[Problem requirements]
Transcribe the listing below in full, keeping every line exactly as it is.

[The records]

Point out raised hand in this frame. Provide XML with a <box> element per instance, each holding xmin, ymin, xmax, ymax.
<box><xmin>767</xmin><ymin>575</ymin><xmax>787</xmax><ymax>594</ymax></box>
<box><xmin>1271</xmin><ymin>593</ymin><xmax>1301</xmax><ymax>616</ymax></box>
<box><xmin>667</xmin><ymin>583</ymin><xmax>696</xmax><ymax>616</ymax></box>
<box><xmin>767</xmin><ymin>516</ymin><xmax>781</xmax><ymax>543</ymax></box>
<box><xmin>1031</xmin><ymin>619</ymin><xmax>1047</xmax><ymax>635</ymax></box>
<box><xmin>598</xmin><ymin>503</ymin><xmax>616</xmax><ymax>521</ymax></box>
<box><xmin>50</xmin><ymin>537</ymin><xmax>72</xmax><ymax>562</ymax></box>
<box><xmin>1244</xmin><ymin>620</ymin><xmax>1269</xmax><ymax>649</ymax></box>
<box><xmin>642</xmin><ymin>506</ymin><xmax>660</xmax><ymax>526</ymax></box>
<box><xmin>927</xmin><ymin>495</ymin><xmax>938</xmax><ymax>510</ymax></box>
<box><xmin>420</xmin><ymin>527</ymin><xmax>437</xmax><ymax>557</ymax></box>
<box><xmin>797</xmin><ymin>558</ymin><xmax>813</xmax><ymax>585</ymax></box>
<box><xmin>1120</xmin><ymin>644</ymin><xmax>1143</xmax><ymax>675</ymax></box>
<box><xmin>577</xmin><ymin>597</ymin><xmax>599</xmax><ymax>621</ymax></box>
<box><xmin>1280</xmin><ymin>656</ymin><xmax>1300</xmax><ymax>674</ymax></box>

[Finished task]
Point out raised hand in this frame. Provide XML with a <box> element per instance, each holding xmin, ymin, xmax, ymax.
<box><xmin>767</xmin><ymin>575</ymin><xmax>787</xmax><ymax>594</ymax></box>
<box><xmin>1271</xmin><ymin>593</ymin><xmax>1301</xmax><ymax>616</ymax></box>
<box><xmin>667</xmin><ymin>583</ymin><xmax>696</xmax><ymax>616</ymax></box>
<box><xmin>767</xmin><ymin>516</ymin><xmax>781</xmax><ymax>543</ymax></box>
<box><xmin>1031</xmin><ymin>619</ymin><xmax>1047</xmax><ymax>635</ymax></box>
<box><xmin>598</xmin><ymin>503</ymin><xmax>616</xmax><ymax>521</ymax></box>
<box><xmin>50</xmin><ymin>537</ymin><xmax>72</xmax><ymax>562</ymax></box>
<box><xmin>1244</xmin><ymin>620</ymin><xmax>1269</xmax><ymax>649</ymax></box>
<box><xmin>642</xmin><ymin>506</ymin><xmax>660</xmax><ymax>526</ymax></box>
<box><xmin>927</xmin><ymin>495</ymin><xmax>938</xmax><ymax>510</ymax></box>
<box><xmin>420</xmin><ymin>527</ymin><xmax>437</xmax><ymax>557</ymax></box>
<box><xmin>797</xmin><ymin>558</ymin><xmax>813</xmax><ymax>585</ymax></box>
<box><xmin>1120</xmin><ymin>644</ymin><xmax>1143</xmax><ymax>675</ymax></box>
<box><xmin>577</xmin><ymin>597</ymin><xmax>599</xmax><ymax>621</ymax></box>
<box><xmin>1280</xmin><ymin>656</ymin><xmax>1300</xmax><ymax>674</ymax></box>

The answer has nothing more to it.